_EXERCISE REQUIREMENTS_
Write the records out again, exactly as they stand below.

|---|

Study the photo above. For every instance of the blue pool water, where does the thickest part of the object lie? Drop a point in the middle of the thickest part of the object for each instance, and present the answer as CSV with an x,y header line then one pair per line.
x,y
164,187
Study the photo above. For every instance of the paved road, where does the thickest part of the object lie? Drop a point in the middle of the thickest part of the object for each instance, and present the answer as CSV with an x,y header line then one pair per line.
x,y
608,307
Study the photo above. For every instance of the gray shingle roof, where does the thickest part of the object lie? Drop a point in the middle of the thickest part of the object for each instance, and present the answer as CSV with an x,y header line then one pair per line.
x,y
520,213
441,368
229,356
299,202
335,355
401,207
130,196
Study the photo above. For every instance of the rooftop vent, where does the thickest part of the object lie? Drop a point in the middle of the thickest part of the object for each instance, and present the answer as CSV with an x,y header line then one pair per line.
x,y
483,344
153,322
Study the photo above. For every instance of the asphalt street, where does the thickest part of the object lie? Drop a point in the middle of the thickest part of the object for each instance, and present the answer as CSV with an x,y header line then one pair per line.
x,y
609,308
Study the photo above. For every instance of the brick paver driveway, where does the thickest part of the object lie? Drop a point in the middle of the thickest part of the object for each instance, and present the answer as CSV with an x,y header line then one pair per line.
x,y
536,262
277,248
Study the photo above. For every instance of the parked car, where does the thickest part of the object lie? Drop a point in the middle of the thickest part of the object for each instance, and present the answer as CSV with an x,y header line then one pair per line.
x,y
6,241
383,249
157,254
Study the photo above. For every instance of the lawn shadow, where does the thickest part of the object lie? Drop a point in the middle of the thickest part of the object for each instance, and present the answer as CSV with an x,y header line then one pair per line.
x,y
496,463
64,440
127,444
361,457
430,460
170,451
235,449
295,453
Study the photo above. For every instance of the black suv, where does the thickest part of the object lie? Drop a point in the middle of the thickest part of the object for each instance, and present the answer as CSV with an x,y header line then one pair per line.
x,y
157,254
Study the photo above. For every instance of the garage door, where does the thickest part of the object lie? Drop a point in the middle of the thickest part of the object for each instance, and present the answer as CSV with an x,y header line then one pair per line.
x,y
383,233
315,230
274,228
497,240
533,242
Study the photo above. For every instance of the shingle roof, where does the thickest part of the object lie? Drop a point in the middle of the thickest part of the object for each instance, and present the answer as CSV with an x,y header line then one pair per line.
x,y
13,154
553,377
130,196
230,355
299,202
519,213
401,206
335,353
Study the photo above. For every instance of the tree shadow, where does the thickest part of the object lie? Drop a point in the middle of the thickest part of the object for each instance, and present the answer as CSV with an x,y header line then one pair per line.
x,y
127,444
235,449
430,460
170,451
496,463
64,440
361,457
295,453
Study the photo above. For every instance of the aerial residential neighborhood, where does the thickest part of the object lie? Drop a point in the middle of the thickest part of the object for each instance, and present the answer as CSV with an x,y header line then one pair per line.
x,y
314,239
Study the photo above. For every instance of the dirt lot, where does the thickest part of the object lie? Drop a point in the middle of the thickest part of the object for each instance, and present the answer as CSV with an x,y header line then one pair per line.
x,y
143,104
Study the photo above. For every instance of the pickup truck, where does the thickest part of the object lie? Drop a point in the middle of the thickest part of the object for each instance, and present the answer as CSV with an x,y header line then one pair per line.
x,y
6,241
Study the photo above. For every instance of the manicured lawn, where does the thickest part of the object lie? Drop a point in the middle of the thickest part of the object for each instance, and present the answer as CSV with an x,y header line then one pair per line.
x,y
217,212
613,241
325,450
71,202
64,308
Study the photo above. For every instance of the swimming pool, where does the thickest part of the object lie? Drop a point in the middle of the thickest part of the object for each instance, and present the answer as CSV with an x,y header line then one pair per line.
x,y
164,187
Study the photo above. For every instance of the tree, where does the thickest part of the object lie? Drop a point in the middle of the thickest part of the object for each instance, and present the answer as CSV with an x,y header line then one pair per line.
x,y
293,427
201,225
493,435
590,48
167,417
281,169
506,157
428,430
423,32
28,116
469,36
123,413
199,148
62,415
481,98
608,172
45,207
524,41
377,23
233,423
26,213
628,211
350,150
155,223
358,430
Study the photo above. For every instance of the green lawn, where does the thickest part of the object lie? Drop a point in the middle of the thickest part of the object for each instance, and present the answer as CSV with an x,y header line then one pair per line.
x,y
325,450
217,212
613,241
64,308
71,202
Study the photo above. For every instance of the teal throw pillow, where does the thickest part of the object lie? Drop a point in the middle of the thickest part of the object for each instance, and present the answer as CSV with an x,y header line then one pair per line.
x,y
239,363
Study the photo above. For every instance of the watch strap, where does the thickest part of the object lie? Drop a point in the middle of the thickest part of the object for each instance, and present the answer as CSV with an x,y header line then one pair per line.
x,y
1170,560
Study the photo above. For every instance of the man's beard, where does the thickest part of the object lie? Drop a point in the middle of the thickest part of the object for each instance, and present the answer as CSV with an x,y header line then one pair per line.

|---|

_SOLUTION_
Study the photo above. For every instance of the blue pool water, where does the thickest part of the object lie? Drop a point in the middle of the thickest part of the object for each instance, and present the answer as CSV with an x,y header line then one pair per line.
x,y
164,187
Study the photo above. For every instance of the paved road, where does the thickest part of the object lie? Drop a point in the middle of the thickest part of the object for each instance, and present the answer as CSV with an x,y header line then one pair per line.
x,y
608,307
Study the photo above. For every instance of the gray shingle roof, where does the thickest part of the object lie? Drop a point in the middle of the thickest part of the object for each instance, and present the answer as CSV with an x,y header line then one pair per line.
x,y
520,213
441,368
229,356
299,202
335,355
401,207
130,196
Study the photo above. For every instance of the rooftop vent, where does the thickest part of the object lie? Drop a point in the middle of the thickest part of the object for each instance, and present the answer as CSV with an x,y header line then one pair per line.
x,y
483,344
153,322
Study the photo above. For every instance of the asphalt street, where does the thickest part of the object lie? Drop a point in the middle of the thickest part of the object for each instance, and present the answer as CSV with an x,y header line then one pair per line.
x,y
609,308
Study the photo above. For every instance of the brick paver driveway, where does the thickest part of the object lie? Drop a point in the middle of the thickest part of the object for each instance, and present the answer as CSV with an x,y header line then one pair per line.
x,y
536,262
277,248
Study the photo above. For every instance of the parked car, where does the thickest part of the object lie? Drop a point in the middle of the thickest part of the object for each instance, and present the answer as CSV with an x,y header line then one pair per line.
x,y
6,241
383,249
157,254
Study the photo above. For every instance of the lawn shadow, where does the thickest part of the object lie? Drop a point in the middle of the thickest part of the object for each instance, and present the answer as CSV with an x,y header line then one pair per line.
x,y
496,463
64,440
127,444
361,457
430,460
170,451
235,449
295,453
Study the photo above. For every instance of the black suv, where does the thickest part of the object lie? Drop a point in the middle of the thickest part of the object for each instance, and present the answer as CSV with an x,y header line then one pair per line.
x,y
157,254
Study the photo above. For every instance of the garage door, where does the thickest part of the object lie? Drop a point in the middle of the thickest part of the object for each instance, and present the answer as CSV with an x,y header line then one pair per line.
x,y
383,233
315,230
274,228
497,240
533,242
Study the photo above. For every instance of the shingle roof, where does the thickest part of the object lie? Drop a point in the middle of the thickest part of the object for each instance, and present the answer as CSV with an x,y header line then one pair per line.
x,y
13,154
553,377
130,196
230,355
299,202
519,213
401,206
335,353
Study the photo above. For every instance of the tree shadow, where does the thickest part of the object lie? Drop a point in the middle of the thickest part of the object for each instance, and present the answer as CSV with an x,y header line then one pair per line.
x,y
127,444
235,449
430,460
170,451
496,463
64,440
361,457
295,453
Study the photo above. For every instance of the aerial residential neighborhood, where does the thickest part of the object lie? Drop a point in the middle of the thickest part of the object for each instance, and present the answer as CSV with an x,y header line then one pair per line.
x,y
314,239
Study the photo above. For every instance of the dirt lot, where does the thickest part of the object lie? Drop a point in the middle of the thickest part of the object for each instance, and present the answer as CSV with an x,y header line then one pair per line.
x,y
143,104
Study the photo above. For every instance of the pickup truck, where does the thickest part of the object lie? Drop a point in the middle of the thickest part of the object for each instance, and present the answer as CSV with an x,y header line then one pair per line.
x,y
6,241
Study the photo above. For every instance of the manicured lawn, where does the thickest part of the object lie? Drop a point in the middle of the thickest part of the object for each instance, and present the answer as CSV with an x,y header line then one pair per line.
x,y
217,212
613,241
325,450
71,202
64,308
Study the photo above. For every instance of the swimming pool, where does the thickest part of the object lie? Drop a point in the middle of the thickest part of the object for each instance, and present the answer as CSV with an x,y header line then one pair per line.
x,y
164,187
Study the photo above. For every instance of the tree, where does the thickest part of the object lie? Drop a point in the middle of the thickest part of the object for each instance, and present the answer as CSV with an x,y header line then one pair per line.
x,y
293,427
201,225
493,435
590,48
167,417
281,169
506,157
428,430
423,32
28,116
469,36
123,413
199,148
62,415
481,98
608,172
45,207
524,41
377,23
233,423
26,213
628,211
350,150
155,223
358,430
Study the photo above. For every instance of the green lawn, where does the thickest part of the object lie? Drop a point in the middle of the thickest part of the object for each instance, and present the answer as CSV with an x,y header line then one pair per line.
x,y
325,450
217,212
613,241
64,308
71,202
Study the photo above. For every instance of the teal throw pillow, where does the thickest part of the object lie? Drop a point in the middle of the thickest part of the object for each instance, and present the answer as CSV with an x,y header line then one pair per line.
x,y
239,363
Study the photo above. For every instance of the watch strap, where does the thickest part of the object lie? Drop a point in the middle of the thickest part of the object for each instance, and present the answer as CSV with an x,y header line then one pair per line.
x,y
1170,560
Study the photo above. For every instance of the man's beard, where does the thickest part of the object lie? Drop a point in the middle of the thickest part of the object for each instance, and present the answer as CSV with an x,y header line then one pair per line.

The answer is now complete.